Records for the task start
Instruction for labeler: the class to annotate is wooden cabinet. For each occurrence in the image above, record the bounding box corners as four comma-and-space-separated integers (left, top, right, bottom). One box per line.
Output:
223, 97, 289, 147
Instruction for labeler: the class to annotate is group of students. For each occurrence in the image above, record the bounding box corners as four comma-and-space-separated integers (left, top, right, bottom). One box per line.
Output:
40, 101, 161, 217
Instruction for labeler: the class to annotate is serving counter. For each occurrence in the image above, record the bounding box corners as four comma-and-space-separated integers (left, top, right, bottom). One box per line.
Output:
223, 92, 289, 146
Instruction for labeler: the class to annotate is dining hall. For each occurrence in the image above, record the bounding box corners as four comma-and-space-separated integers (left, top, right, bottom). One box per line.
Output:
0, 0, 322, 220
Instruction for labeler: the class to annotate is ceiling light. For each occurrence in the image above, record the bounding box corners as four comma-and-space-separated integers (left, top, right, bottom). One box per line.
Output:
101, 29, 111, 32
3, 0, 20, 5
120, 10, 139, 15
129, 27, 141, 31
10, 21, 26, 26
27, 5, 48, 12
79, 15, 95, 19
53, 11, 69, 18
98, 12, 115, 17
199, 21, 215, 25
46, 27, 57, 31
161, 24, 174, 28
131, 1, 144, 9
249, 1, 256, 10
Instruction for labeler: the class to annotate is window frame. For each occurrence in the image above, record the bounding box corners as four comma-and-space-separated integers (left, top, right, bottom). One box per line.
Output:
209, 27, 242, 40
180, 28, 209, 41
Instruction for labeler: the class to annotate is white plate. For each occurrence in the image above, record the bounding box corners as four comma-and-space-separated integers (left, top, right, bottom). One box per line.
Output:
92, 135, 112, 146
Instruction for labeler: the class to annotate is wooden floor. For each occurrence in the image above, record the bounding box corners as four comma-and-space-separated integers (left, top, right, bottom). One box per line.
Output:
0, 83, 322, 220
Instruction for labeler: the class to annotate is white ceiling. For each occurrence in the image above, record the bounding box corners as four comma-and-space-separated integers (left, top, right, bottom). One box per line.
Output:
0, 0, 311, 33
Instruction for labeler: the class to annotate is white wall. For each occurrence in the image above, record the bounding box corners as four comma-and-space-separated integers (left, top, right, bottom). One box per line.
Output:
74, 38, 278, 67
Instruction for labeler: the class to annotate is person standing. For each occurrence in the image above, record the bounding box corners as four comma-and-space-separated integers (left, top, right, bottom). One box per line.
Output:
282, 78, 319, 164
Records for the task end
» Exercise
Rewrite the stretch from the line containing "Instruction for labeler: the class to annotate is group" through the line containing "180, 28, 209, 41", replacing "labeler" with "annotator" and leaving everything else unchanged.

» Answer to this problem
Instruction for annotator: the class to annotate is group of students. For each occurrence in the image above, record the bounding box corners as four comma-and-space-separated integers (left, top, right, bottom). One box per line.
Output:
40, 101, 161, 217
Instruction for annotator: the class to annotate is serving counter. For each occurrence in the image above, record the bounding box corners as four comma-and-space-separated integers (left, top, right, bottom). One box per line.
Output:
223, 92, 289, 146
Instruction for annotator: the class to annotate is dining hall. For each occurrence in the image above, record the bounding box corners as four comma-and-space-separated integers (left, top, right, bottom). One box per line.
Output:
0, 0, 322, 220
Instruction for annotator: the class to annotate is ceiling light. For each occurrence in the image above, record the bounding box corners as four comma-and-space-separated integers (left, top, right, bottom). One box per line.
Output:
101, 29, 111, 32
3, 0, 20, 5
120, 10, 139, 15
129, 27, 141, 31
10, 21, 26, 26
27, 5, 48, 12
79, 15, 95, 19
53, 11, 69, 18
98, 12, 115, 17
199, 21, 215, 25
46, 27, 57, 31
161, 24, 174, 28
131, 1, 144, 9
249, 1, 256, 10
Instruction for annotator: the class to annotate is window frame. For each occurrence in the image above, record the bounding box corners as four comma-and-space-separated integers (left, top, right, bottom). One box per line.
Output:
209, 27, 242, 40
180, 28, 209, 41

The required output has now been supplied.